YOUR GOAL
Your answer should be the complete data, copied exactly.
[[ MATERIAL FOR THE TASK, beginning ]]
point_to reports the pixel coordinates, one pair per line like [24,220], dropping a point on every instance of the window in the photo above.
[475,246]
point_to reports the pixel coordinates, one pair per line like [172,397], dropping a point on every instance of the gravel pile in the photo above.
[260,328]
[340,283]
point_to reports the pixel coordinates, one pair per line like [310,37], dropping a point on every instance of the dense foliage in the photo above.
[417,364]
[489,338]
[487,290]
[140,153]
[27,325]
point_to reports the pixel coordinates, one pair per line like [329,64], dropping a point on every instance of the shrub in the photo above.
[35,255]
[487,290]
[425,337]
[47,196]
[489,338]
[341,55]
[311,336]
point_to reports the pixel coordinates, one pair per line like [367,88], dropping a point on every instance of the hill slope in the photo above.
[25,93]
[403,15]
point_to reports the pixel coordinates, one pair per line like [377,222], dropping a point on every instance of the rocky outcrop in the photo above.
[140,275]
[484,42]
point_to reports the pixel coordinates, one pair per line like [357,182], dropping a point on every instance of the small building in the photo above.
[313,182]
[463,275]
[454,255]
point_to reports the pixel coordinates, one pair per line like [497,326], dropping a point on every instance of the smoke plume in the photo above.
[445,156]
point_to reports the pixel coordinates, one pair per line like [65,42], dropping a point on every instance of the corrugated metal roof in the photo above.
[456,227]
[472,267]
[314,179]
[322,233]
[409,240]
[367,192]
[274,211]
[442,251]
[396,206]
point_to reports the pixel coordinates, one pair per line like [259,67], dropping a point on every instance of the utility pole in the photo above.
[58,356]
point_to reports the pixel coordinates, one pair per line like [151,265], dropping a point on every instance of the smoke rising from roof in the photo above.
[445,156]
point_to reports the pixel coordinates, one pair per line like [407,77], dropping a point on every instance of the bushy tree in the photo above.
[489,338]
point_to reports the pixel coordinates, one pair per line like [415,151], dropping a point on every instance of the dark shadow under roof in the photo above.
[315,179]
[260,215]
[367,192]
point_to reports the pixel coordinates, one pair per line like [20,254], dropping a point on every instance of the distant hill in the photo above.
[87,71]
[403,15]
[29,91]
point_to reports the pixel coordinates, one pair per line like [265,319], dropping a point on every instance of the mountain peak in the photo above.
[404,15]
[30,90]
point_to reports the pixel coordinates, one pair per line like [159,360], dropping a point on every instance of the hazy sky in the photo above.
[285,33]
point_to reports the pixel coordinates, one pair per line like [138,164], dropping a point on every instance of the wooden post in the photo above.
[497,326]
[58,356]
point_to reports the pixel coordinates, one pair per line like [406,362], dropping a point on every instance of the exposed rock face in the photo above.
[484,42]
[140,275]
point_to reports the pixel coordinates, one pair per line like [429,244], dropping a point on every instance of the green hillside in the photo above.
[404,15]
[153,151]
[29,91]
[[ MATERIAL FOR THE TASK, end ]]
ANSWER BOX
point_to reports the pixel coordinates, one pair per line like [24,220], dropping a point on every instance of the window in the photo above.
[475,246]
point_to reports the pixel coordinates, one pair per line like [172,397], dropping a point on every instance of the gravel pile in the photo above.
[260,328]
[340,283]
point_to reports the pixel coordinates, one pair per line like [310,37], dropping a point on every instance of the dense foliage in the photo above.
[417,364]
[489,338]
[487,290]
[140,153]
[27,325]
point_to reports the pixel coordinates, one pair per line like [329,64], dropping a point on every instance of the shrub in the photo above.
[35,255]
[487,290]
[425,337]
[47,196]
[489,338]
[341,55]
[311,336]
point_to reports the pixel coordinates, one pair per line like [367,88], dropping a point on every instance of the hill slope in the photo above.
[25,93]
[403,15]
point_to reports the pixel coordinates, one pair per line like [377,222], dropping a point on every instance of the rocky outcrop in the photo above.
[140,275]
[484,42]
point_to reports the pixel coordinates, one pair per line like [357,182], dropping a point on every instance of the small building in the photo above.
[313,182]
[463,275]
[454,255]
point_to reports the pixel coordinates, one pair per line like [497,326], dropping a point on every instance of the smoke plume in the photo above.
[445,156]
point_to reports the pixel coordinates, one pair per line like [65,42], dropping a point on every instance of the corrugated metal roof in the photo above.
[456,227]
[472,267]
[314,179]
[322,233]
[409,240]
[367,192]
[274,211]
[442,251]
[396,206]
point_to reports the pixel coordinates, one pair per line like [259,67], dropping a point on every instance of the utility pole in the photo above.
[58,356]
point_to reports the pixel coordinates, one pair per line like [151,265], dropping a point on every instance of the smoke rising from roof in the photo above.
[445,156]
point_to reports the pixel coordinates, one pair per line like [407,77], dropping a point on every instance of the bushy tree in the photo above.
[489,338]
point_to reports the pixel coordinates, one pair per line like [415,151], dropping a point on every instance of the dark shadow under roof in the photo above.
[315,179]
[260,215]
[367,192]
point_to reports the pixel coordinates, one pair per line like [20,254], dropping a point on every instance of the distant hill in the photo above.
[87,71]
[403,15]
[29,91]
point_to reports the pixel coordinates, one pair per line like [265,319], dropping a point on every instance of the mountain peak in the photo above.
[404,15]
[30,90]
point_to reports the pixel coordinates, one pair per line like [159,360], dropping a point on every instance of the hazy sky in the photo above.
[285,33]
point_to reports the pixel coordinates, one pair per line like [138,164], dropping a point on every instance of the wooden post in the photo above.
[497,326]
[58,356]
point_to reports the pixel coordinates, one pair per line like [406,362], dropping a point on every instance of the exposed rock face in the photo above.
[484,42]
[140,275]
point_to reports the pixel coordinates, one pair per line like [429,244], dropping a point on every instance of the green hillside in the photo above.
[404,15]
[153,151]
[29,91]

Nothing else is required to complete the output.